▶ **Passage given**:
/---

In [1]:
# Imports
from bs4 import BeautifulSoup

import numpy as np

import git
import os

import requests
import unicodedata

import re

import jsonlines

from tqdm.notebook import tqdm

In [2]:
# Define master url, easiest to pull from mobile index
master_url = "https://www.dhammatalks.org/suttas/index_mobile.html"
books_of_interest = ["DN", "MN", "SN", "AN", "KN"]
avoid = ["histor", "endn", "bibl", "app", "ackn", "intro", "epi", "prol", "syll"]

# Try to connect
response = requests.get(master_url)
if response.status_code == 200:
    # Redefine encoding
    response.encoding = "UTF-8"
    # Parse HTML content
    soup = BeautifulSoup(response.text, "html.parser")

    # Find all links
    links = soup.find_all("a")
    links = set(links)
    # Define list to hold link dicts
    link_dicts = []

    for link in links:
        href = link.get('href')

        if any(book_of_note in href for book_of_note in books_of_interest) and not any(avoid_these in href for avoid_these in avoid):
            href_split = link.get("href").split("/")

\---

▶ **Material provided**:
/---

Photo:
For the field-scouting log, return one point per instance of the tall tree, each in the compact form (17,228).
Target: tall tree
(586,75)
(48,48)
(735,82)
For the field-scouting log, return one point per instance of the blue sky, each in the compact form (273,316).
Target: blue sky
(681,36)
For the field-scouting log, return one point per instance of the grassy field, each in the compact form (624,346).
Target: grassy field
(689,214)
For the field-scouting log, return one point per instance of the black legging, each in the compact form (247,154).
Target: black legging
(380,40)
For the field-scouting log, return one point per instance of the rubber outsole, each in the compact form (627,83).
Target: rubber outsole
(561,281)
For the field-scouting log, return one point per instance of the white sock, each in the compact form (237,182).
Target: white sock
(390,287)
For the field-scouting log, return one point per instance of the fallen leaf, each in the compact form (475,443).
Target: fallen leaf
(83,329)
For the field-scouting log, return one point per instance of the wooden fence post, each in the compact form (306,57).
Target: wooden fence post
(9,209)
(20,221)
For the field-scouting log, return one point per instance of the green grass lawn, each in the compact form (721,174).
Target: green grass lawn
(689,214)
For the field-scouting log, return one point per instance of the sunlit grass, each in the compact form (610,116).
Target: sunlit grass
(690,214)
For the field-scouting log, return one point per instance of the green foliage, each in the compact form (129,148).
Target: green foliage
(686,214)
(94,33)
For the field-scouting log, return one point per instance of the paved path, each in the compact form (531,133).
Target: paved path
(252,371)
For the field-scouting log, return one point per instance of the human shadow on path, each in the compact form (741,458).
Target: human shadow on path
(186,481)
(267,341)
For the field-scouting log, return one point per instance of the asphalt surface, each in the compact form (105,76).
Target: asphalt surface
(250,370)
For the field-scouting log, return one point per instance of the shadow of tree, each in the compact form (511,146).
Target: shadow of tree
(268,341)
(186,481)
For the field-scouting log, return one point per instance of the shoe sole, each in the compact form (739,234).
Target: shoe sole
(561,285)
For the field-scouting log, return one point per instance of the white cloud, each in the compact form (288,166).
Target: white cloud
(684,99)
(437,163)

\---

▶ **Task 1**:
Check these statements against the sutta-scraping code, answering yes or no for each and quoting the code's words that settle it: (a) the page fetched is the site's mobile index; (b) the response encoding is set to Latin-1; (c) links whose address contains "intro" are kept.
▶ **Task 2**:
Write the next lines of the sutta-scraping code, starting after its final line.

▶ **Expected output 1**:
(a) Yes: "master_url = "https://www.dhammatalks.org/suttas/index_mobile.html""
(b) No: "response.encoding = "UTF-8""
(c) No: "and not any(avoid_these in href for avoid_these in avoid)"

▶ **Expected output 2**:
            link_dicts.append(
                {   "book": href_split[2],
                    "sub_book": href_split[3] if len(href_split)> 4 else "None",
                    "url": "https://www.dhammatalks.org" + link.get("href"),
                    "sutta": re.sub(" +", " ", unicodedata.normalize("NFKD", link.get_text()))#.replace("Â", ""))
                }
            )
    
else:
    print("Failed to connect to Thanissaro's Webpage")



In [3]:
# Get absolute file path
git_repo = git.Repo(os.getcwd(), search_parent_directories=True)
git_root = git_repo.git.rev_parse("--show-toplevel")

In [None]:
import string
nonalpha = string.digits + string.punctuation + string.whitespace
counter = 0
# Now cycle through dictionary of links and append text
# List to append failed request.get dictionaries to
no_go = []

for link_dict in tqdm(link_dicts):
    response = requests.get(link_dict["url"]) 
    # If failed response, append dictionary to no_go for further investigation
    if response.status_code != 200:
        no_go.append(link_dict)
        print(f"NOPE: {response}")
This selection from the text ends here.